▸ **Stored records**:
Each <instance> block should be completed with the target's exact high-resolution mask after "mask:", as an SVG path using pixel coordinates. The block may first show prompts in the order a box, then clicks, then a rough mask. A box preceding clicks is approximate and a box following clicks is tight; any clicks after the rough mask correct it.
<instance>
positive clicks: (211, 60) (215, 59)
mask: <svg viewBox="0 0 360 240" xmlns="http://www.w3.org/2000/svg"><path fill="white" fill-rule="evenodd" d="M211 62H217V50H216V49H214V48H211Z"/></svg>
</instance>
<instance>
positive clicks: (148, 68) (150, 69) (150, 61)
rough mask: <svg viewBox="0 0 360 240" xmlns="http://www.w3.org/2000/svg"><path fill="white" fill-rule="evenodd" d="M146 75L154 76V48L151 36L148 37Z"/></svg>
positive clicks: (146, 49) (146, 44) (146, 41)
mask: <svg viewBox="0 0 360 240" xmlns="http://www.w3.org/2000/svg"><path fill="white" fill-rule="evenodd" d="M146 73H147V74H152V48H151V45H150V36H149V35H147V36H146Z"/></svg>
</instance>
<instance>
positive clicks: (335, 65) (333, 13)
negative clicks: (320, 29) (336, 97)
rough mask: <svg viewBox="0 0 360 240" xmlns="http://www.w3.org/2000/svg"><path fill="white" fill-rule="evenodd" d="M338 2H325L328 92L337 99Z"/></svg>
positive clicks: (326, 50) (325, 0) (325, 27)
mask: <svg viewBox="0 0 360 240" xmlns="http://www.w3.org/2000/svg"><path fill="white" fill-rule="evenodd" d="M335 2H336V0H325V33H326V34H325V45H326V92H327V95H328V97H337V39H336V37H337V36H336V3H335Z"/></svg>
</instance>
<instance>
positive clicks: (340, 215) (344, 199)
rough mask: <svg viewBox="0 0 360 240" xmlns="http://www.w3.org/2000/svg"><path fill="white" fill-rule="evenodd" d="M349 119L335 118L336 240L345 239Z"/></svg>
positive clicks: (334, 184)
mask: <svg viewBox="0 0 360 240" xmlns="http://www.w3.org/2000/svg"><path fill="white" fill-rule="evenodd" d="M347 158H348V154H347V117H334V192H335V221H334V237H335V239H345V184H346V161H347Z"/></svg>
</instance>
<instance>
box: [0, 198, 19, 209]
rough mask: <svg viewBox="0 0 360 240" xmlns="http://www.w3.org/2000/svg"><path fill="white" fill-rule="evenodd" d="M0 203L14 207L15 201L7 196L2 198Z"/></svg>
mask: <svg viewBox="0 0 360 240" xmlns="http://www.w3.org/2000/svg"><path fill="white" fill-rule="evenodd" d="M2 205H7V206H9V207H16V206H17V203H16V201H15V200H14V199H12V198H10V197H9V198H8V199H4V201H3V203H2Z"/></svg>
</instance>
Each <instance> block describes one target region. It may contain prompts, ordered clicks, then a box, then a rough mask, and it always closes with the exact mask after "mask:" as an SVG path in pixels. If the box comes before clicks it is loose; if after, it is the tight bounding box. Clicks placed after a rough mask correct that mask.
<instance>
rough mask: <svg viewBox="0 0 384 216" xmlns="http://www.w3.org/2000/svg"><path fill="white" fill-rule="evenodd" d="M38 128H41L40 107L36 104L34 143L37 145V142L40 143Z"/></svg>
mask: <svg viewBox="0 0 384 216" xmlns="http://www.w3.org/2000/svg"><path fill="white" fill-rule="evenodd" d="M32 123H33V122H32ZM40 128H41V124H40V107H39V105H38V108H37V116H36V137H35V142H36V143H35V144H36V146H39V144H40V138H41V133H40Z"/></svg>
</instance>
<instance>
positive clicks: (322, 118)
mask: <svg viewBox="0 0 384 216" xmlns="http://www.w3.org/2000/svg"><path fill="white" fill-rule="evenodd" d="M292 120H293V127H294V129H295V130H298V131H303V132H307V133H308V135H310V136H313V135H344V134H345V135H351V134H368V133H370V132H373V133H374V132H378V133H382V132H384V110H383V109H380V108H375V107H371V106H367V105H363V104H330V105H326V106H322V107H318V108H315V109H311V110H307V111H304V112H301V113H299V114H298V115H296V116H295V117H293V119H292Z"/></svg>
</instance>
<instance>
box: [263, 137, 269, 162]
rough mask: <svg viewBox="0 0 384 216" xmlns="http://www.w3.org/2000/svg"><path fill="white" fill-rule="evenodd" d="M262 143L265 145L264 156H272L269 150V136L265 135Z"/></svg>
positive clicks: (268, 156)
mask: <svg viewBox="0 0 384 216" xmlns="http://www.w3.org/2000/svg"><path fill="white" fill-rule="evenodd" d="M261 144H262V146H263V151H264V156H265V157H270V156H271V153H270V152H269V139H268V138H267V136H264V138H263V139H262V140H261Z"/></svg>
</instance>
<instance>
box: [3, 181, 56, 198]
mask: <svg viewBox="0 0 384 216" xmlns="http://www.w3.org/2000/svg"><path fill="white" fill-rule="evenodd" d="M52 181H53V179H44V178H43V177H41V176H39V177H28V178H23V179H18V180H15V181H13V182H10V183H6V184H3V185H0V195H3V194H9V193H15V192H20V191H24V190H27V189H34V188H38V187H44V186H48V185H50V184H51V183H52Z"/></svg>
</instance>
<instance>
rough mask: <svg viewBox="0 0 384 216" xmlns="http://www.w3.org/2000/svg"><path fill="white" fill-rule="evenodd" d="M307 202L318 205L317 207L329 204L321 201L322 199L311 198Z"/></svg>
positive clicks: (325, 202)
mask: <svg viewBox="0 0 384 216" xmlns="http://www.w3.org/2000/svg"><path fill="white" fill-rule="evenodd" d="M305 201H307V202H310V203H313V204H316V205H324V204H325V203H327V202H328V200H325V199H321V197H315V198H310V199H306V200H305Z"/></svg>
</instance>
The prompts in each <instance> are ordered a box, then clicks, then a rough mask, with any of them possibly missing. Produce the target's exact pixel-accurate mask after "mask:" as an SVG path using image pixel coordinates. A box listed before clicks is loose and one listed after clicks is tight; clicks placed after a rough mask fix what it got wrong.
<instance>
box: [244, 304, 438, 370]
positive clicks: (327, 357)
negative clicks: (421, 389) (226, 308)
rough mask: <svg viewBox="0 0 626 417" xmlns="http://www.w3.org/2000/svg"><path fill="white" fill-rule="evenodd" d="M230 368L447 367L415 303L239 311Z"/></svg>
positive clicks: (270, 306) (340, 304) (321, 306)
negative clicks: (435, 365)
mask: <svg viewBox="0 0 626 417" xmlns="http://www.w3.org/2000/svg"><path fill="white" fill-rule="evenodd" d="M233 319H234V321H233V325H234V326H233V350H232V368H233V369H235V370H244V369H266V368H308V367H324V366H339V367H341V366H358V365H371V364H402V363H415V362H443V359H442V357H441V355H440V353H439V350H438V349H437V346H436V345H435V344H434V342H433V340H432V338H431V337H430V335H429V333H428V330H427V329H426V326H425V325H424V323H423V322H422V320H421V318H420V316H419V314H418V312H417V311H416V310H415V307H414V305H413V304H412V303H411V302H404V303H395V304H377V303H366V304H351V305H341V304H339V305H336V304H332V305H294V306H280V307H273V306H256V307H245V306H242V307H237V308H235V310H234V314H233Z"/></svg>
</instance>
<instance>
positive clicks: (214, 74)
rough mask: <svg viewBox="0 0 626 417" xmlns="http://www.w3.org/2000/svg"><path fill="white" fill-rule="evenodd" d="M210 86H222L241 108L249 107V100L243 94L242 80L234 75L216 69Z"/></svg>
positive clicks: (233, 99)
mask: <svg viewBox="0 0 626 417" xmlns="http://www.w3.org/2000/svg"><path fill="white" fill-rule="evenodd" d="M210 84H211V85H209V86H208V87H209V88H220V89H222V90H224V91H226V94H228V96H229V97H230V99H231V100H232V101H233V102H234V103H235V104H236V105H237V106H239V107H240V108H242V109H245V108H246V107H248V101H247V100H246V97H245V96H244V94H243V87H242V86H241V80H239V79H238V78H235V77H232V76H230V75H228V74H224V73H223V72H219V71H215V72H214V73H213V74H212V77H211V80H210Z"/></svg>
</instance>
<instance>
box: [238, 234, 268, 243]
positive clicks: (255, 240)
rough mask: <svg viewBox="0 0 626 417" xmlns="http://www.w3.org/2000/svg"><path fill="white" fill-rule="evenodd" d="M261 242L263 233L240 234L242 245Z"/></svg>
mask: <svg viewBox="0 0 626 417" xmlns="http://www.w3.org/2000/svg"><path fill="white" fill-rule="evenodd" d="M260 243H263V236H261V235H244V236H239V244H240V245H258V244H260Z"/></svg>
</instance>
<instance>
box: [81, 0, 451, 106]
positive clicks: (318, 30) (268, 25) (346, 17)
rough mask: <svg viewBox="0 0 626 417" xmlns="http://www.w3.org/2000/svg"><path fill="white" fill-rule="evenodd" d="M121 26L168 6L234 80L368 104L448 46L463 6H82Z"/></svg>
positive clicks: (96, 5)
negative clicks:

▸ **WHAT TO WORK ON**: Can you rewrite the entries as a JSON list of strings, one per line and with blank lines left out, covering only the span from the first line of the entries up to and including the line with "positive clicks: (211, 60) (215, 59)"?

▸ **RESULT FOR THIS TASK**:
[
  "Each <instance> block should be completed with the target's exact high-resolution mask after \"mask:\", as an SVG path using pixel coordinates. The block may first show prompts in the order a box, then clicks, then a rough mask. A box preceding clicks is approximate and a box following clicks is tight; any clicks after the rough mask correct it.",
  "<instance>",
  "positive clicks: (211, 60) (215, 59)"
]